(Provided information)
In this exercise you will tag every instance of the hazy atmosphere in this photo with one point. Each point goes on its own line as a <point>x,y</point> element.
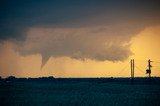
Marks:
<point>78,38</point>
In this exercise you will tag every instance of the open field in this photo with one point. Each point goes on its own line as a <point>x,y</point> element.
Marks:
<point>82,92</point>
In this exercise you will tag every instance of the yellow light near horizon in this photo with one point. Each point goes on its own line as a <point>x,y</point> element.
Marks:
<point>146,46</point>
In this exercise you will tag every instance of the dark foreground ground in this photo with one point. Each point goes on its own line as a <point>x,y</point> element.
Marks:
<point>83,92</point>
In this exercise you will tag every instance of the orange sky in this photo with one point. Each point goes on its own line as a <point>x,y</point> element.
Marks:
<point>145,45</point>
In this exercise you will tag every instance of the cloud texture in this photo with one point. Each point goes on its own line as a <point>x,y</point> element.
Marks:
<point>96,43</point>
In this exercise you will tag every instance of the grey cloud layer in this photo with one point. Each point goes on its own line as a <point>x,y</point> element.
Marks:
<point>96,43</point>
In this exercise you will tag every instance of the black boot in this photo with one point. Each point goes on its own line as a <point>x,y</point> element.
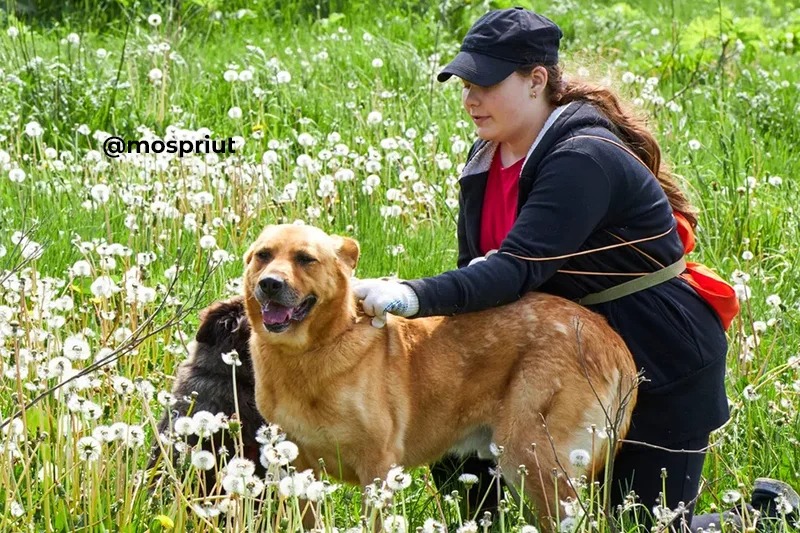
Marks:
<point>775,499</point>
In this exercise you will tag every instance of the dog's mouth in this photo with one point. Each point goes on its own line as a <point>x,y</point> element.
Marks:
<point>277,318</point>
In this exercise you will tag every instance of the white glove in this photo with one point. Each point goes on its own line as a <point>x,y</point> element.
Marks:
<point>482,258</point>
<point>382,296</point>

(What the task requires)
Give back the full listing verbatim, skipping each picture.

(Answer to this task)
In this exercise you will tag every instance of the hazy atmosphere in this photo with one point. Each point goes on its own line as a <point>x,y</point> element.
Marks:
<point>78,38</point>
In this exercise you will tag every instance of the open field in this photo with one point. Each point goes on its own line as a <point>x,y</point> element.
Marks:
<point>82,92</point>
In this exercise you will tag every instance of the yellow light near horizon in this photo with one point. Each point goes on its own line as a <point>x,y</point> element.
Marks:
<point>146,46</point>
In this exercise you will tag every instance of the dark foreground ground in this photo with one point. Each point goes on its own line as a <point>x,y</point> element.
Marks:
<point>83,92</point>
In this exercise you will tag every instance of the orange sky in this photo with one point. Each point goes on its own line as a <point>x,y</point> element.
Marks:
<point>145,45</point>
In this exercise you will tag every instance of the cloud texture in this photo with one point. Each point goes on its own line as a <point>x,y</point> element.
Marks:
<point>96,43</point>
In this exercise you will tag every instance of the grey cloud layer in this photo with one point. Each point goes on its own line as a <point>x,y</point> element.
Marks:
<point>96,43</point>
In this exercise you will tag every instance of the black boot in this photo with one point. Each point goes on its own line as a <point>x,y</point> element.
Marks:
<point>775,499</point>
In this exercise you will tag every instance of the dog's mouth in this photo with one point. Each point goes on its own line as a <point>x,y</point> element.
Marks:
<point>277,318</point>
In this exercise you will tag every instance of the white glove in this photo with one point. Each point goes on its own line as a <point>x,y</point> element.
Marks:
<point>482,258</point>
<point>382,296</point>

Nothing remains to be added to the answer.